• _Instruction_: Pick out and copy every line below that contains the word "pool". Case counts, so copy only the lines where the capitalization matches.

• _Material shown_:
++++++++++++++++++++

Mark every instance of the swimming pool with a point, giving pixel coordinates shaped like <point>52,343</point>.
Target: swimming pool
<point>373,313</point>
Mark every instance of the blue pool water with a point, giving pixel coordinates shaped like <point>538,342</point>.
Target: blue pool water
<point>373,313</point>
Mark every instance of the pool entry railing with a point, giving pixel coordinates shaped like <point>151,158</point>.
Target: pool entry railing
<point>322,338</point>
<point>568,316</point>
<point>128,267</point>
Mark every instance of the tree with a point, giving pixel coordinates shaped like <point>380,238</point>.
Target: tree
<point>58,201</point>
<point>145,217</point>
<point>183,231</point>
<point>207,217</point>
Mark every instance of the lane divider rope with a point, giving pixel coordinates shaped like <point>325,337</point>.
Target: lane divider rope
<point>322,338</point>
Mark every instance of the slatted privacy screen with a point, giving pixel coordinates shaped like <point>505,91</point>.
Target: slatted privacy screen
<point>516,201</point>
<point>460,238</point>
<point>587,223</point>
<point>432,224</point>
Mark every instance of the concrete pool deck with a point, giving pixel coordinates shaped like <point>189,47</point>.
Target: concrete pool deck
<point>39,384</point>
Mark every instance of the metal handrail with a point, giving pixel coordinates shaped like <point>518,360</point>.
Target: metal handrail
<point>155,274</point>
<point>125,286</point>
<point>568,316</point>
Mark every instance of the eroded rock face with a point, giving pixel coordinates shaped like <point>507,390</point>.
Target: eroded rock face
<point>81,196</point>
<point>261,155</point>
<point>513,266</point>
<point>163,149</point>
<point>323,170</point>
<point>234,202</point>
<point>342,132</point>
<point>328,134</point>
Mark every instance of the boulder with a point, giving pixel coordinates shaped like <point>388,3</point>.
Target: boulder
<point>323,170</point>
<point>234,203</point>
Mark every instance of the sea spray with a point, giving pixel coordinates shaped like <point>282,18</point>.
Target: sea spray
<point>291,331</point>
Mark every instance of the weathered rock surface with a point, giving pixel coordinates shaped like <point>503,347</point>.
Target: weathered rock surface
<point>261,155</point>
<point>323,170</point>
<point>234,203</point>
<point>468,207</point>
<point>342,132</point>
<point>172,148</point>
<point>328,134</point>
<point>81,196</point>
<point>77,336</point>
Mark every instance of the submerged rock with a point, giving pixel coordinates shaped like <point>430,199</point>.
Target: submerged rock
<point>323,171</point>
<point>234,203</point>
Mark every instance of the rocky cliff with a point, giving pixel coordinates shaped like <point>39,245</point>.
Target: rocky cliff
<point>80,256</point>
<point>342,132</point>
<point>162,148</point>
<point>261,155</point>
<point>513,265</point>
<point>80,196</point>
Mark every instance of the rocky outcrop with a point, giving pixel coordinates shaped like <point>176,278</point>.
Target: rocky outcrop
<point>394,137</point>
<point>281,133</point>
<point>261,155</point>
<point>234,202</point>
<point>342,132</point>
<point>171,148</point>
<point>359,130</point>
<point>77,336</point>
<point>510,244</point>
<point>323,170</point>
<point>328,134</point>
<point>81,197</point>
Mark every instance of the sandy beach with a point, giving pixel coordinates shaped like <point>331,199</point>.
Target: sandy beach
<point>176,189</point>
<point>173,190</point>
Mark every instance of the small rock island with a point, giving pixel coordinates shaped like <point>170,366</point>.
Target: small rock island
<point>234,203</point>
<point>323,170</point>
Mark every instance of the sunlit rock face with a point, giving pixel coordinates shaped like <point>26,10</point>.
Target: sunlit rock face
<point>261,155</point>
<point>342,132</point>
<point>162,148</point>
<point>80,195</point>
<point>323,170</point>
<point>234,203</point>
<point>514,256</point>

++++++++++++++++++++

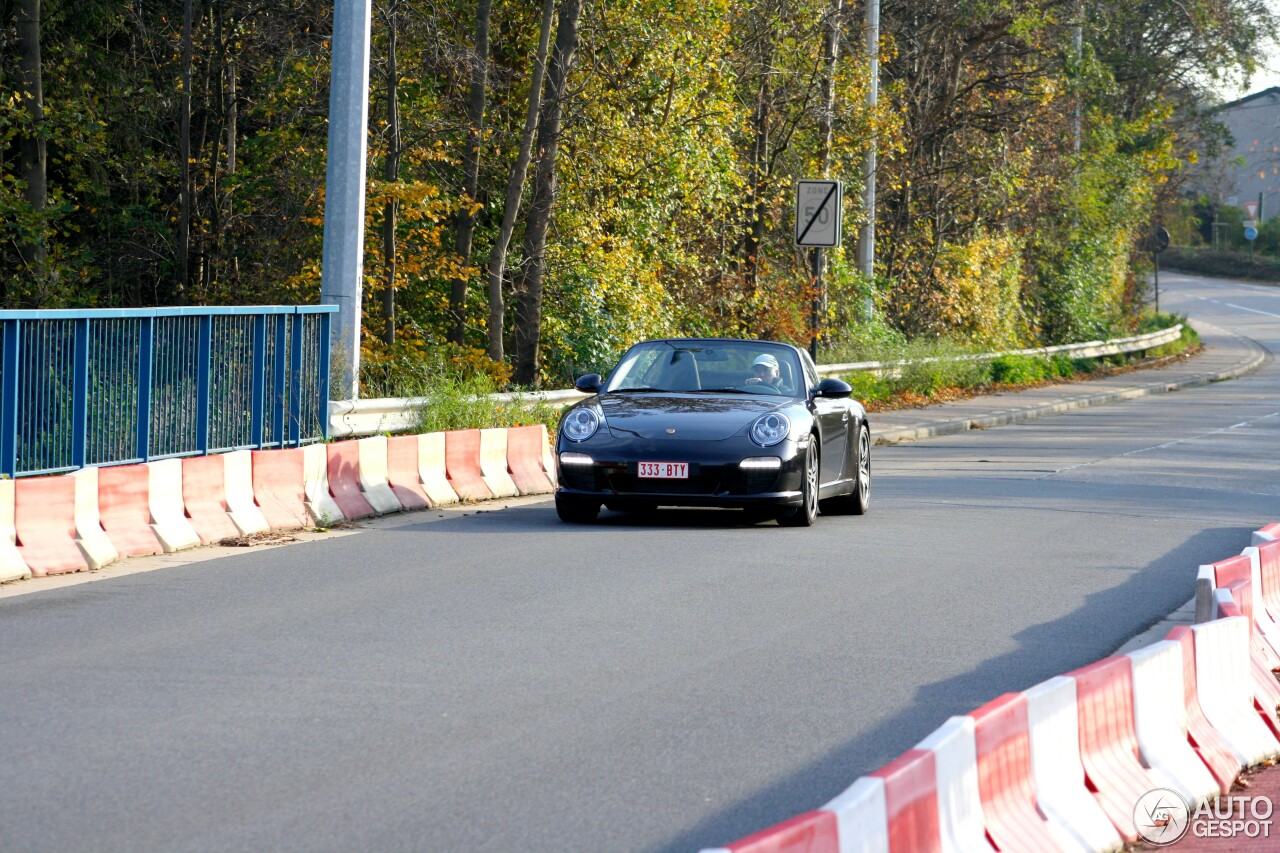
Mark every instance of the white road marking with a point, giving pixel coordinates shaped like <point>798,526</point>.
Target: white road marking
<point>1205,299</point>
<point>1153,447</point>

++++++++++++++++++++

• _Result of this exercise_:
Mark every instance of the swimming pool with a point, giving pixel coordinates shaped like <point>52,343</point>.
Target: swimming pool
Mark every instance of the blue pool water with a point, giving pixel coordinates shaped like <point>538,342</point>.
Target: blue pool water
Mark every instance of the pool entry railing with a point, giving pixel coordinates shaped like <point>151,158</point>.
Target: pool entry railing
Mark every instance of the concrete pool deck with a point, giving pixel coordinates shaped like <point>189,47</point>.
Target: concrete pool deck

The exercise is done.